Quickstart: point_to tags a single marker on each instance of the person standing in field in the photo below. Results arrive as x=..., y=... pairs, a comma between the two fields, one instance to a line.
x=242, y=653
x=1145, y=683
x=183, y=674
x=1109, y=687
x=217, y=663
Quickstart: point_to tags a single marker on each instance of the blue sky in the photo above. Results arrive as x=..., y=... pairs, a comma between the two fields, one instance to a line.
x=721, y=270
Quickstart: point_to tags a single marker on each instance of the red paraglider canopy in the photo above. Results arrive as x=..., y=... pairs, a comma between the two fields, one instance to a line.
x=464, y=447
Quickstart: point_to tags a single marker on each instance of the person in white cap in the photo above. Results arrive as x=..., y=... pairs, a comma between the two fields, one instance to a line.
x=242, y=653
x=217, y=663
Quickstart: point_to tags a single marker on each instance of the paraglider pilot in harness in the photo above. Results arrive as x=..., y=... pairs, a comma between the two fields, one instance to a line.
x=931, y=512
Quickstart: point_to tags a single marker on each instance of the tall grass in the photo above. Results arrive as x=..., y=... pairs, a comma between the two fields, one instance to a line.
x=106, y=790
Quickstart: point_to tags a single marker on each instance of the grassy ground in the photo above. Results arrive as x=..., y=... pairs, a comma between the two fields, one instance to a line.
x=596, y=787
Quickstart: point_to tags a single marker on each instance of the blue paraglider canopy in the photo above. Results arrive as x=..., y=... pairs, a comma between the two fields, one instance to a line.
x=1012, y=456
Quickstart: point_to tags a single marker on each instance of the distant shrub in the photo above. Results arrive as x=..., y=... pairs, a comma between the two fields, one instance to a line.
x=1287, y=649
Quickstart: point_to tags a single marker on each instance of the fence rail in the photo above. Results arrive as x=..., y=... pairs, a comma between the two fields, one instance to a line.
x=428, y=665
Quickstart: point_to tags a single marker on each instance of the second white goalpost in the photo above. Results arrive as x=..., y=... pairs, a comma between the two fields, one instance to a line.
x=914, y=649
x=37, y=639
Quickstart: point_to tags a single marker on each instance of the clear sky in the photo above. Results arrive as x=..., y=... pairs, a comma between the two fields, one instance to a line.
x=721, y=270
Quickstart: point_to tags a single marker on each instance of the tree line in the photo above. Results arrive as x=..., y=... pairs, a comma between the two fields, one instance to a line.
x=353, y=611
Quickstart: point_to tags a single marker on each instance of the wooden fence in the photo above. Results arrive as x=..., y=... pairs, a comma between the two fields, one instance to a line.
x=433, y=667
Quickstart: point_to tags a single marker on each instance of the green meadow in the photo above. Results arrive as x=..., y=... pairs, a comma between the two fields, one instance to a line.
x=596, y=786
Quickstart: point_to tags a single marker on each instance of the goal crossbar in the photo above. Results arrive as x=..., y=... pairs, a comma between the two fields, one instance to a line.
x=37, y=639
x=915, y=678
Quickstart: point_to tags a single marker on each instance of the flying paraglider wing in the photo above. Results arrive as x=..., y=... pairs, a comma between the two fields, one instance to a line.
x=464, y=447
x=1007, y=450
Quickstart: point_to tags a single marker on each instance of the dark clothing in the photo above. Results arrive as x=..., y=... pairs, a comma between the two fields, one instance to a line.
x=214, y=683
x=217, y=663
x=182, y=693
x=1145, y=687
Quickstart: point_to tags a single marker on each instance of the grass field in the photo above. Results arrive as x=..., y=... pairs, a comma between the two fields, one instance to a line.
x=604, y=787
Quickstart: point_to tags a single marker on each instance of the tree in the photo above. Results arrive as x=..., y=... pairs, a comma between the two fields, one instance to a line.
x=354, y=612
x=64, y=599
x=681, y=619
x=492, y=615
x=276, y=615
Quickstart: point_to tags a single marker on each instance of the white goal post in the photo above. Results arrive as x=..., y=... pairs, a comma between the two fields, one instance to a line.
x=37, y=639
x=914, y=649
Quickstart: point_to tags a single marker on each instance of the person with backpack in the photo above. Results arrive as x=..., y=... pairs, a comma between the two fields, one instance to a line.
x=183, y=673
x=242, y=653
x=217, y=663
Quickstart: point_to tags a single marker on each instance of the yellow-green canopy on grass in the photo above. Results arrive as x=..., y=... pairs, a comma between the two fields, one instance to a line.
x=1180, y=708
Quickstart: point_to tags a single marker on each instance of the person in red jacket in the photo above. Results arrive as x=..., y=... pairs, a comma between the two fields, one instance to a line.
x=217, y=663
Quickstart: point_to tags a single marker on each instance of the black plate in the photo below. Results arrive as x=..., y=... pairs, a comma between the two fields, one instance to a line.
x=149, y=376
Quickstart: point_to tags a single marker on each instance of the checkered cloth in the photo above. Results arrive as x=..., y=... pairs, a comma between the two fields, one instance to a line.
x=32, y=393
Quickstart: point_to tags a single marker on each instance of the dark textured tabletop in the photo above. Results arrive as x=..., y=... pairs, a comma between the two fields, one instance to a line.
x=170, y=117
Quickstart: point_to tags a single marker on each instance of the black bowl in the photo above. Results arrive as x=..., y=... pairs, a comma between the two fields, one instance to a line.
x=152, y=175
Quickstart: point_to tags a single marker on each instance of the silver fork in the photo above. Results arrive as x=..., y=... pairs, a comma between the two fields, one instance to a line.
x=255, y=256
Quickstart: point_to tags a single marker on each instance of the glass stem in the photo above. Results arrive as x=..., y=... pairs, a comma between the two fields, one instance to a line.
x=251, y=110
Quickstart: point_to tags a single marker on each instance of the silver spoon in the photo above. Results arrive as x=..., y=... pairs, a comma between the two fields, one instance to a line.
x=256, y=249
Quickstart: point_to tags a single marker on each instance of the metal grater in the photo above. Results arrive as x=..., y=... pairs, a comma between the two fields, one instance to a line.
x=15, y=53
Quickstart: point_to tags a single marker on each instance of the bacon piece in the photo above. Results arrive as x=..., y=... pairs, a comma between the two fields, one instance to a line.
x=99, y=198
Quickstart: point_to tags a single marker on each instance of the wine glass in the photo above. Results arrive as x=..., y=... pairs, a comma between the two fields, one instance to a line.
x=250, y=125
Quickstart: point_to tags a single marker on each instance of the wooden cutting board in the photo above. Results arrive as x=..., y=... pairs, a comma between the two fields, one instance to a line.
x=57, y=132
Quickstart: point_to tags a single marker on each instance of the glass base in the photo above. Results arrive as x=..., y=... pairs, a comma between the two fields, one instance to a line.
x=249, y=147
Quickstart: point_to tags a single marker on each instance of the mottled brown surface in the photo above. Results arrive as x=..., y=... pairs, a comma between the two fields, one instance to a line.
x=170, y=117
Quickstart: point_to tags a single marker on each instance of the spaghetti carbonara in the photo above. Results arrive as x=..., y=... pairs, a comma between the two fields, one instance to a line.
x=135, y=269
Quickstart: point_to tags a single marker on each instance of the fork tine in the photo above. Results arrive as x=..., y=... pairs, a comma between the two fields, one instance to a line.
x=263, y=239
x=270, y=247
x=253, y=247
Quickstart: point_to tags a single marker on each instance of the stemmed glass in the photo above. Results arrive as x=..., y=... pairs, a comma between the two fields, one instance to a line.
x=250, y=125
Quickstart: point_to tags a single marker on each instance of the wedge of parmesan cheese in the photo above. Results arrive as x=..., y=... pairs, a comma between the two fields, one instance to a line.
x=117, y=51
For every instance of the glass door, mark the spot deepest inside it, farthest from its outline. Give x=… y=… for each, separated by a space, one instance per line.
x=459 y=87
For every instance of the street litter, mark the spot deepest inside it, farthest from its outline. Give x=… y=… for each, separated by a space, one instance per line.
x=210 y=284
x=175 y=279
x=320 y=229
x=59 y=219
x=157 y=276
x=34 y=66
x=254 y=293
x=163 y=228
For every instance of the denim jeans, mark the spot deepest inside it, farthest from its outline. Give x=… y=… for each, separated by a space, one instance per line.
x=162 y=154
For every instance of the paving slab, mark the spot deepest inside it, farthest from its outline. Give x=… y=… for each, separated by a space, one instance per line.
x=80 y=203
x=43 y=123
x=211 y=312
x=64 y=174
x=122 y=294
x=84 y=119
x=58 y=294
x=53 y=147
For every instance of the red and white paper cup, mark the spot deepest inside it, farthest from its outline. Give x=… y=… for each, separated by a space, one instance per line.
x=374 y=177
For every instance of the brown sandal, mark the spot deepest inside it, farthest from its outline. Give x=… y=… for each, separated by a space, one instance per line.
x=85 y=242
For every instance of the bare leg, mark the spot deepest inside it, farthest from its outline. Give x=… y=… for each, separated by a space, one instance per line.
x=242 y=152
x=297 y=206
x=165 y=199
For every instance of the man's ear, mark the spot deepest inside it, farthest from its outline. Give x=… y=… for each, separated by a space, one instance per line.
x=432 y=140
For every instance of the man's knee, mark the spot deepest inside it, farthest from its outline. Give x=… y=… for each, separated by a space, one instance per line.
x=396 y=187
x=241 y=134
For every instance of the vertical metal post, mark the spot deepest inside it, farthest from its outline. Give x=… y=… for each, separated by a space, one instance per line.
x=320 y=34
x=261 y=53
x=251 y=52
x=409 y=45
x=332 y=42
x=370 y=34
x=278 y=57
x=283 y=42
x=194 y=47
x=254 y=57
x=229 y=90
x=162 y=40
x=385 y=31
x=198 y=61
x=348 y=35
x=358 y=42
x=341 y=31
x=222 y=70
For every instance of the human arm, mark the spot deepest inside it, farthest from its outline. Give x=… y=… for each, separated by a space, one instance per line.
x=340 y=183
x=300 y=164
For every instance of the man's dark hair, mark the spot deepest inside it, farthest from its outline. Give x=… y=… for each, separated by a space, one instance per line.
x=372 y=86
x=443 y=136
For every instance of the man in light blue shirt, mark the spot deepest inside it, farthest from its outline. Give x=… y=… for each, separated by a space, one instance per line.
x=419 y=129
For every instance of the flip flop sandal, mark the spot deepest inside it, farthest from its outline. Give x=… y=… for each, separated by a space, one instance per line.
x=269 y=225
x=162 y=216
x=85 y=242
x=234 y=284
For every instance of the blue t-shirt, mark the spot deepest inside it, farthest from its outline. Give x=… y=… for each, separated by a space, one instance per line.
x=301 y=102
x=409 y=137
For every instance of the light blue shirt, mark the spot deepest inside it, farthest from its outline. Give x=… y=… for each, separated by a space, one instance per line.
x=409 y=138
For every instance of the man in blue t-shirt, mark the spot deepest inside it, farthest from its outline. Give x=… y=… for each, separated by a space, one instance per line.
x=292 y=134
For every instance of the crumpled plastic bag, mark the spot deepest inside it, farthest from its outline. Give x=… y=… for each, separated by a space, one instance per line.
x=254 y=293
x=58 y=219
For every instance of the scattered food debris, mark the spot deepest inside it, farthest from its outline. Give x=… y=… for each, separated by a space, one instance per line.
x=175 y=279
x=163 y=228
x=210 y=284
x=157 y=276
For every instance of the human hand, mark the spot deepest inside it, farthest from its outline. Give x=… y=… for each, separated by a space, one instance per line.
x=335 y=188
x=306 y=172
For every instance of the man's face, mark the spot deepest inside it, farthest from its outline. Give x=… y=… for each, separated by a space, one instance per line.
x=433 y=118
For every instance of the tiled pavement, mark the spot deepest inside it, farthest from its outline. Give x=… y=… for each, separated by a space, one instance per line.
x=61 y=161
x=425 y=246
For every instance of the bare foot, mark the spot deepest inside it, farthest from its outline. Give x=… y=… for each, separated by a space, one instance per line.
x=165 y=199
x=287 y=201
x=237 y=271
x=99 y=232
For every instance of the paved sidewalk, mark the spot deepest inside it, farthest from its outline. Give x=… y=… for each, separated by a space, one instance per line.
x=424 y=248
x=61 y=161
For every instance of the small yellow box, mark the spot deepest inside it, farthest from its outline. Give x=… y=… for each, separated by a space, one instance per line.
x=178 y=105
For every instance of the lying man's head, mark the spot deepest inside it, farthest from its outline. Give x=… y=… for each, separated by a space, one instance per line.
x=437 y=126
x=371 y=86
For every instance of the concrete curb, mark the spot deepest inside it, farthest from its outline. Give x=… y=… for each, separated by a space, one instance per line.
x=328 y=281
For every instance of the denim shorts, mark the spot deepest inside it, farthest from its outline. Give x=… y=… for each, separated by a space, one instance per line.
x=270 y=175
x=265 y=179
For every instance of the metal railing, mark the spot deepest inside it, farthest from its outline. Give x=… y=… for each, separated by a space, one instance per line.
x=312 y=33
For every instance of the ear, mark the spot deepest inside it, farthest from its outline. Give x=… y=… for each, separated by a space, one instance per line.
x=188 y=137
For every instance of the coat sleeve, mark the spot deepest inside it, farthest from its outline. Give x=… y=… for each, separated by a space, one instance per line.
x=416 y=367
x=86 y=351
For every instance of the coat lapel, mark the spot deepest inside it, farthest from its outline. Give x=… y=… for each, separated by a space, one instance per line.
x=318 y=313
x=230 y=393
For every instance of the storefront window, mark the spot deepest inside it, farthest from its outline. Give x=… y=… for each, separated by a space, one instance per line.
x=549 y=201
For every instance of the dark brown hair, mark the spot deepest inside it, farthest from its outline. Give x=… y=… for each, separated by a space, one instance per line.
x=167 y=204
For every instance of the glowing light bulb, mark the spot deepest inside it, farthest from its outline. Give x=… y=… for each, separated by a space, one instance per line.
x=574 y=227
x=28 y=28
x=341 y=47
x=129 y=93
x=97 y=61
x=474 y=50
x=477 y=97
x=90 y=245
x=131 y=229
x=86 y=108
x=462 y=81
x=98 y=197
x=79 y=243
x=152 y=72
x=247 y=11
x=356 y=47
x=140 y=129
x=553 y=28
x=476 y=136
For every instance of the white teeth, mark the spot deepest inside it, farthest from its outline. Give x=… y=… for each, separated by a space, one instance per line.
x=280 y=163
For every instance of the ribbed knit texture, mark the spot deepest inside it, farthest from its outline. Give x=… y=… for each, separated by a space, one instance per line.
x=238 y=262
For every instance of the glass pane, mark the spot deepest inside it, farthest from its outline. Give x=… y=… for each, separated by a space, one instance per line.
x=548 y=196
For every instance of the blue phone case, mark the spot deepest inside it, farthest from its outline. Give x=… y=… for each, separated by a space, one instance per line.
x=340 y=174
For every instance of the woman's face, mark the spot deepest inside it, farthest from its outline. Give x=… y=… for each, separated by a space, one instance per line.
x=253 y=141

☆ ☆ ☆ ☆

** ABOUT THIS EXERCISE **
Write out exactly the lines from the line with "For every instance of the white" to the close of the listing above, including both of those lines.

** RESPONSE TO THE EXERCISE **
For every instance of the white teeth, mark the spot deepest inside it, farthest from its outline. Give x=… y=… for each, separated by a space, one instance per line.
x=280 y=163
For every instance of the ribbed knit texture, mark the spot deepest inside it, farthest from its outline. Give x=… y=… for each, separated by a space, one instance per line.
x=238 y=262
For every instance of the glass pane, mark the spot deepest inside it, farthest from its outline. Give x=… y=… for each, separated by a space, one instance per line.
x=548 y=196
For every instance of the blue phone case, mark the spot deepest inside it, farthest from its outline. Give x=… y=… for each, separated by a space, one instance per line.
x=340 y=174
For every instance of the woman's face, mark the spot deepest inside it, farthest from its outline. Give x=… y=… for each, separated by a space, one instance per line.
x=253 y=141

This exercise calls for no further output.